# EXERCISE
Extend the article below about downtown Farmington businesses coping with the pandemic, starting right after its final sentence.

# SELECTED EXTRACT
Adapting to a New Normal

Adapting to a New Normal

by Emily Cheney, Contributing Writer

    As campus life adjusts to the new policies, local businesses and restaurants downtown are also struggling to handle the new modifications.

    When COVID-19 first hit, businesses began to shut down in order to stay safe. The Homestead, a local business located in downtown Farmington, has been one of many local businesses that has adapted to the pandemic lifestyle.

The Homestead in downtown Farmington

The Homestead in downtown Farmington.
Photo courtesy of Sam Shirley.

     Kyra Zabel, a fourth-year student at UMF, has been working at The Homestead for two years and describes her struggles. “We closed for a couple months so I was technically out of a job, but when we got back, I was working more than before we closed,” Zabel said. “I had more time and a lot of the staff left because they lived on campus and went home. I was going in at 11:30 and working until close frequently, which is a lot of being consistently on your feet.”

    Between trying to keep everything clean and the customers happy, dealing with backlash is inevitable. “Most of our customers are really respectful, but especially during lunch, there are always people who feel the need to complain and make comments about having to wear a mask,” Zabel said. 

    Working in any sort of local business has become significantly stressful during these past months. For restaurants, employees are much more attentive, working with food and constantly cleaning tables, one after the other, “To maximize time before, we used to be able to have all of our tables close to each other, but now we have to sanitize and wash our hands in between people, and it’s so much more time-consuming.” Zabel said.

# RAW DATA
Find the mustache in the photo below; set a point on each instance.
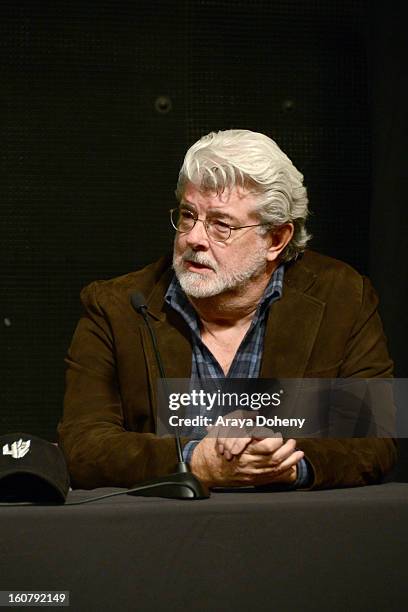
(200, 258)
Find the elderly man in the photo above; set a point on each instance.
(242, 299)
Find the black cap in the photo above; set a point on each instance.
(32, 470)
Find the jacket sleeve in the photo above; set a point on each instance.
(99, 450)
(351, 462)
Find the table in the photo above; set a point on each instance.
(301, 550)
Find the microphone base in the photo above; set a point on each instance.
(178, 485)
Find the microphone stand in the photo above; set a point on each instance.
(181, 484)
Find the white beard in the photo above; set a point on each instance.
(203, 285)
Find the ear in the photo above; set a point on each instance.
(279, 239)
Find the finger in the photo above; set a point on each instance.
(261, 465)
(292, 460)
(266, 446)
(284, 451)
(232, 446)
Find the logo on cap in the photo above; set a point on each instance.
(17, 449)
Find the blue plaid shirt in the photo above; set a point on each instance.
(247, 360)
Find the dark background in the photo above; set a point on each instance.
(100, 100)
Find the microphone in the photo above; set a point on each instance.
(182, 484)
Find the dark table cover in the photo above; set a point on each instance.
(341, 549)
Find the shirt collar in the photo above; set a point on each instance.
(177, 299)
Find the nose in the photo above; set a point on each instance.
(197, 237)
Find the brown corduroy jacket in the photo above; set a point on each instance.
(325, 325)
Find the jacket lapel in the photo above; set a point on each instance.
(292, 328)
(293, 324)
(172, 333)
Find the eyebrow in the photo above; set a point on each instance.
(213, 212)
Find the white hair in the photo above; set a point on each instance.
(250, 160)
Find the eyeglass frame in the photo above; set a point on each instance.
(206, 223)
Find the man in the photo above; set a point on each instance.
(242, 299)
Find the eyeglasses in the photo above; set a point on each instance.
(183, 221)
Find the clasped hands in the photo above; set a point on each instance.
(229, 456)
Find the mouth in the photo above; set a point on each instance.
(194, 266)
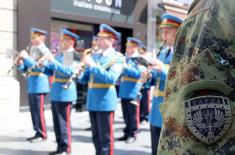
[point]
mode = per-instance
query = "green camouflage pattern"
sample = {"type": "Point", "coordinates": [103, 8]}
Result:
{"type": "Point", "coordinates": [204, 58]}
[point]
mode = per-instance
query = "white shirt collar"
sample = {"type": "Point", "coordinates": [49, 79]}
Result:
{"type": "Point", "coordinates": [135, 54]}
{"type": "Point", "coordinates": [108, 51]}
{"type": "Point", "coordinates": [70, 50]}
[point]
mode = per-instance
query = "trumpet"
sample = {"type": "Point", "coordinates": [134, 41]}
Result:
{"type": "Point", "coordinates": [18, 58]}
{"type": "Point", "coordinates": [82, 66]}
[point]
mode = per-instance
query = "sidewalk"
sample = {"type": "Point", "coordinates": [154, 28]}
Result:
{"type": "Point", "coordinates": [14, 131]}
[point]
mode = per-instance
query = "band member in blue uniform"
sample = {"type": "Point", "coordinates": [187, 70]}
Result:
{"type": "Point", "coordinates": [37, 82]}
{"type": "Point", "coordinates": [129, 89]}
{"type": "Point", "coordinates": [145, 89]}
{"type": "Point", "coordinates": [101, 74]}
{"type": "Point", "coordinates": [169, 27]}
{"type": "Point", "coordinates": [63, 91]}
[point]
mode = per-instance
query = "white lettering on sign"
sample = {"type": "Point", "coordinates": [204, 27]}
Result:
{"type": "Point", "coordinates": [108, 2]}
{"type": "Point", "coordinates": [109, 6]}
{"type": "Point", "coordinates": [99, 1]}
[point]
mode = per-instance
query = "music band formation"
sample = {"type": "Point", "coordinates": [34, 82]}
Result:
{"type": "Point", "coordinates": [110, 76]}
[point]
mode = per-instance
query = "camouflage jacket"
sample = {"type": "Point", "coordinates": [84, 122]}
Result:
{"type": "Point", "coordinates": [196, 122]}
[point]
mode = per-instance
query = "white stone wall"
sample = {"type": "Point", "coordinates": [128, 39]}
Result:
{"type": "Point", "coordinates": [8, 24]}
{"type": "Point", "coordinates": [9, 87]}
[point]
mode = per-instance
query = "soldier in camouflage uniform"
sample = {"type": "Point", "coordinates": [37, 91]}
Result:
{"type": "Point", "coordinates": [198, 112]}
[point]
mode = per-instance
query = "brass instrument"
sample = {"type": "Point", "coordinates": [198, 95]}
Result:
{"type": "Point", "coordinates": [80, 56]}
{"type": "Point", "coordinates": [16, 54]}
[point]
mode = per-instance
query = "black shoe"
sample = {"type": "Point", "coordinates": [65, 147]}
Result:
{"type": "Point", "coordinates": [130, 140]}
{"type": "Point", "coordinates": [59, 152]}
{"type": "Point", "coordinates": [123, 138]}
{"type": "Point", "coordinates": [88, 129]}
{"type": "Point", "coordinates": [35, 139]}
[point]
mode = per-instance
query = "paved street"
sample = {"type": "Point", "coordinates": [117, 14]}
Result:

# RESPONSE
    Looking from the customer’s perspective, Farmington resident Emma Petersson shared her recent experience with dining at the Homestead. “Besides the extra sanitation precautions, I cannot say that I noticed a difference in how things are run,” Petersson said. “I would definitely say they are more on top of things as the dining area is more spread out and staff is enforcing and maintaining strict sanitation practices.”

    The tables are already spread out making social distancing easy to maintain for those who are dining. “The staff has been very kind and considerate, but firm with boundaries,” Petersson said. 

    Though Zabel said that she has dealt with some very rude customers who complain about wearing masks, Petersson said that from a customer’s point of view, she did not see anyone being insolent about masks while she was there. “I didn’t interact with other customers, but they were all wearing masks when walking to or from their table which I appreciated,” said Petersson.